━━━ 提示文

米グーグルは19日、アジア太平洋地域での戦略について都内で記者説明会を開いた。
エリック・シュミット会長はスマートフォン向け基本ソフト(OS)事業で「アンドロイドこそ、アジアの携帯プラットフォーム」と明言。スマホを軸にアジアでの事業拡大を図る姿勢を鮮明にした。
出荷急増に伴ってアプリ開発も過熱している同地域をドル箱市場として投資を加速する。
●アジアでの利用者を拡大
「スマートフォンは現在の500ドル(約3万9500円)ほどから、200ドルぐらいに値段がドがるだろう。そして遠くない将来に、50ドル程度にまで下がってくる」。
19日朝、都内のホテルで壇上に立ったシュミット会長は確信を込めて将来像を描いた。
同社は「今日の戦略では、ハードへの投資はしない」と明言する通り、あくまで「ブラットフォーマー」との立場を崩そうとしない。
あえてハード価格の行方に触れたのは、スマートフォン端末の価格低下をテコに、アジアの利用者を爆発的に拡大できると読んでいるから。
実際、グーグル発のサービスを日常的に使う人の数は乗数的に増えている。
例えばアンドロイド。2008年10月に初の搭載機種が発売されて以来、世界で1億3500万台が新規登録された。うち1億台は「直近の2カ月間」で獲得したものだという。

━━━━━━
━━━ データ抜粋

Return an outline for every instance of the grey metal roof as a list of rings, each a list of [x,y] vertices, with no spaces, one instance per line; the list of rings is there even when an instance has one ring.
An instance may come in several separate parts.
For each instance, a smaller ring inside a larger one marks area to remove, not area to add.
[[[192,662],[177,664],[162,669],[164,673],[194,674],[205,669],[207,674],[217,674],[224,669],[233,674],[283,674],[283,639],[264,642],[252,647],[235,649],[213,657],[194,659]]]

━━━━━━

## 練習問題
A - グーグルのアジア戦略に関する文章から、スマートフォンの価格として挙げられている金額をすべて書き出しなさい。
B - グーグルのアジア戦略に関する文章の最後の文を受けて、その続きを書き進めなさい。

## 解答
A - 500ドル（約3万9500円）、200ドル、50ドル

B -
瞬間風速にして、「毎日55万台」が登録されている計算になる。スマートフォンというプラットフォームを握ることで、事業が拡大するのは韓国で実証済み。
検索シェアでは約6割を占める韓国NHNの後じんを拝し、10%にも満たなかったが、アンドロイド端末の急増に伴いシェアが上昇しているという。
●グーグルサービス使用加速
世界の提携戦略を管理するディレクターのジョン・ラーゲリン氏は「それまでグーグルのサービスに触れたこともなかった消費者が、スマートフォンでグーグルのサービスを使い出した」と指摘する。
グーグルが祖業である検索エンジンだけでなく、アンドロイド、ブラウザーの「クローム」、動画共有サイト「ユーチューブ」など、持ち駒を増やしていることもこうした流れを加速しそう。
いずれも設計図を世間に公開するオープンソースが原則で、各国のアプリ開発者やコンテンツ制作者が、このグーグル生態系に相乗りしていることがソフト開発数の急増にもつながっている。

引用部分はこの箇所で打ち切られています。